## JOB
Transcribe the FHA loan FAQ from "When Can I Drop" to "Foreclosure with an FHA Loan?".

* START TEXT SEGMENT *

How do I apply for an FHA Loan?

The first step in applying for an FHA Loan is finding the lender you want to work with. Since the FHA insures the loan and doesn’t directly lend the money, you’ll need to find an FHA-approved lender. Each lender has their own unique terms and requirements. You will want to research a few to find which one will work the best for your needs.

After you find your lender, you will want to start gathering documents and figuring out your assets. You will need proof of income. This can be W-2s, tax returns, or pay stubs. You will want to show evidence of other assets like alimony or rental income. You will also need documentation of any debts you currently hold.

Your loan officer will help you submit a loan application online, on the phone, or through email. Once you are approved for the loan, it’s time to begin shopping for your new home.

Does an FHA Loan Cover Closing Costs?

FHA loans allow for certain closing costs to be rolled into the loan amount. For example, a borrower can include the upfront mortgage insurance premium (UFMIP) into their closing costs.

FHA loans also allow sellers to help offset closing costs like origination fees or appraisal costs for the buyer.

How Much Home Loan Can I Qualify for With an FHA Loan?

The amount you can borrow with an FHA loan largely depends on where you reside.

For most of the country, the 2022 limit for an FHA loan is $420,680 for 1-unit properties, $538,650 for 2-unit properties, $651,050 for 3-unit properties, and $809,150 for 4-unit properties.

There are certain areas of the country such as Los Angeles, San Francisco, and others, where the FHA loan limit for 2022 is higher because the home prices in these markets are higher.

Are There Different FHA Loan Options?

Borrowers have a few different FHA loan options available, including:

  • FHA 15- and 30-Year Fixed-Rate Mortgages
  • FHA Adjustable-Rate Mortgages
  • FHA Streamline Refinance Loans

Learn more about the different types of FHA loans to find the right type of loan for you.

Can I Refinance an FHA Loan?

It is possible to refinance an FHA loan. Homeowners can refinance into a different FHA loan or opt to refinance from an FHA loan to a Conventional loan. Borrowers may want to refinance if they can eliminate FHA mortgage insurance, or if they can get a lower interest rate.

How Soon Can I Refinance an FHA Loan to a Conventional Loan?

You can refinance to a Conventional loan when you reach 20% equity on your home.

When Can I Drop MIP on an FHA Loan?

When you can drop MIP on an FHA loan depends on several factors. These can include the date your original FHA loan took effect and the specific terms of your individual agreement with your mortgage company. It is recommended that you contact your mortgage company and see if you can remove MIP from your loan.

If you can’t, then you can also look into refinancing your loan to a Conventional loan. Doing so may eliminate your MIP.

Can You Buy a Foreclosure with an FHA Loan?

Yes, FHA loans can be used to purchase a home that has been foreclosed on. It’s important to know that the FHA property standards still apply. This means the property is subject to an appraisal and must be in good condition. FHA lending rules also apply when buying a foreclosure.

Can self-employed individuals qualify for FHA loans?

For those who are self-employed, the FHA will require proof of two years of tax returns and an up-to-date balance sheet and profit and loss statement to qualify for an FHA loan. If you have been self-employed between one to two years, you may still be eligible for an FHA loan if you have a good work and finance history for the two years leading up to becoming self-employed and you are in the same or related occupation.

Even if you have filed for bankruptcy or been foreclosed upon, you can still qualify so long as you’ve rebuilt your credit. The waiting period is usually 3 years after a foreclosure and 2 years after a bankruptcy.

* END TEXT SEGMENT *
* START SUPPLIED INFORMATION *

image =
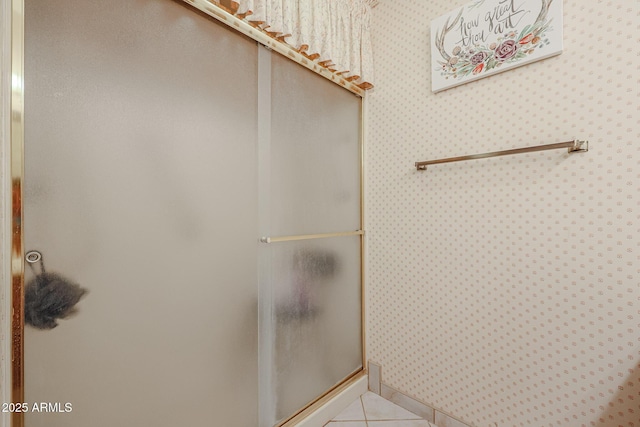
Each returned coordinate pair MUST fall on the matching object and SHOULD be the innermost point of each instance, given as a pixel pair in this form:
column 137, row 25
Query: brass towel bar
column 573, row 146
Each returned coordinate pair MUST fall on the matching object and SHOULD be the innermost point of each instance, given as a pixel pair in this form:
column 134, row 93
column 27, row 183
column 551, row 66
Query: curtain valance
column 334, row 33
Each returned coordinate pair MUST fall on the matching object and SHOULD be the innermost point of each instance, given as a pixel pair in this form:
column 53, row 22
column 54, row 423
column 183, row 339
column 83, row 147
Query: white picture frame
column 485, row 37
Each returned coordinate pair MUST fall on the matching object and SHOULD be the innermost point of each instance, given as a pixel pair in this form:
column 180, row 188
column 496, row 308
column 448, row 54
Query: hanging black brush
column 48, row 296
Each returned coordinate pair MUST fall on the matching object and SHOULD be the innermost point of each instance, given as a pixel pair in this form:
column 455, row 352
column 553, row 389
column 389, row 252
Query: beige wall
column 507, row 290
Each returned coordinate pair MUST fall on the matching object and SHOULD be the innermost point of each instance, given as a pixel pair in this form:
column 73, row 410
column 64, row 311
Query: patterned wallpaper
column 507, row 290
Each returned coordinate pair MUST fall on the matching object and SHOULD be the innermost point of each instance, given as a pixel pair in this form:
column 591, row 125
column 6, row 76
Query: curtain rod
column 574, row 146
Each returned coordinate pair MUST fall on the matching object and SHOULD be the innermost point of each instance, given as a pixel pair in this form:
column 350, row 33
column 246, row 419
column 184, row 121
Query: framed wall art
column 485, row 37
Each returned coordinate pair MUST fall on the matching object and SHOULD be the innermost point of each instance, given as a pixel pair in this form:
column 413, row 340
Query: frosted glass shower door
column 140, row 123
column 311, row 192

* END SUPPLIED INFORMATION *
* START SUPPLIED INFORMATION *

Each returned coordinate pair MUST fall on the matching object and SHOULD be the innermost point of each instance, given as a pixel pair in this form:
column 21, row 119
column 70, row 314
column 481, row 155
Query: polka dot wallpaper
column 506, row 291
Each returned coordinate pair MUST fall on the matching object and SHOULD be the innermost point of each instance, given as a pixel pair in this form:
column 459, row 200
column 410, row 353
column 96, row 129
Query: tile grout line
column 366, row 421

* END SUPPLIED INFORMATION *
* START SUPPLIED INFORMATION *

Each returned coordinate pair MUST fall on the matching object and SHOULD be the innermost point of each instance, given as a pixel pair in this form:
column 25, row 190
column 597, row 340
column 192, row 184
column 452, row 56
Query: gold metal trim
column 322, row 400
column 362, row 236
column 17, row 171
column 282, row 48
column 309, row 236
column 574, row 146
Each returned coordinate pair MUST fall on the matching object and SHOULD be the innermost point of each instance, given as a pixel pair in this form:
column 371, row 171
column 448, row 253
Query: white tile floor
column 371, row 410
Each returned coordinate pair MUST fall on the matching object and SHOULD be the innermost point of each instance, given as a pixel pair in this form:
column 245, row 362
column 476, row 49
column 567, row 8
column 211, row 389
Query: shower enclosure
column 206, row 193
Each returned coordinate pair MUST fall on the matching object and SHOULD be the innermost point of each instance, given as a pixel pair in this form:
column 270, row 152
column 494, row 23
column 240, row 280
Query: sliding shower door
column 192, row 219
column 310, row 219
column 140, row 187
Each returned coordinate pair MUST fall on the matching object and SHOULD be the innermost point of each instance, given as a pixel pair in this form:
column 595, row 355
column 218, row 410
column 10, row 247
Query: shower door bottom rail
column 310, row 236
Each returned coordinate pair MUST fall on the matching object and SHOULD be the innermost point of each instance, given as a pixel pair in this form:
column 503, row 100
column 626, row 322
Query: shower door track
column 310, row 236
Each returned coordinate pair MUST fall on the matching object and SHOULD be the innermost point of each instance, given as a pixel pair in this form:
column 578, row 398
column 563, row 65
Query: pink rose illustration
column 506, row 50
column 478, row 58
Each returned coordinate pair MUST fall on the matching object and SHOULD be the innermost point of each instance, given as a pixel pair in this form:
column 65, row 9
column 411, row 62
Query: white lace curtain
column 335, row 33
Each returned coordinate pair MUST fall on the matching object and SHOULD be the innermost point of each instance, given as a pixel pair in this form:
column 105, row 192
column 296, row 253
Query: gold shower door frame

* END SUPPLIED INFORMATION *

## OUTPUT BELOW
When Can I Drop MIP on an FHA Loan?

When you can drop MIP on an FHA loan depends on several factors. These can include the date your original FHA loan took effect and the specific terms of your individual agreement with your mortgage company. It is recommended that you contact your mortgage company and see if you can remove MIP from your loan.

If you can’t, then you can also look into refinancing your loan to a Conventional loan. Doing so may eliminate your MIP.

Can You Buy a Foreclosure with an FHA Loan?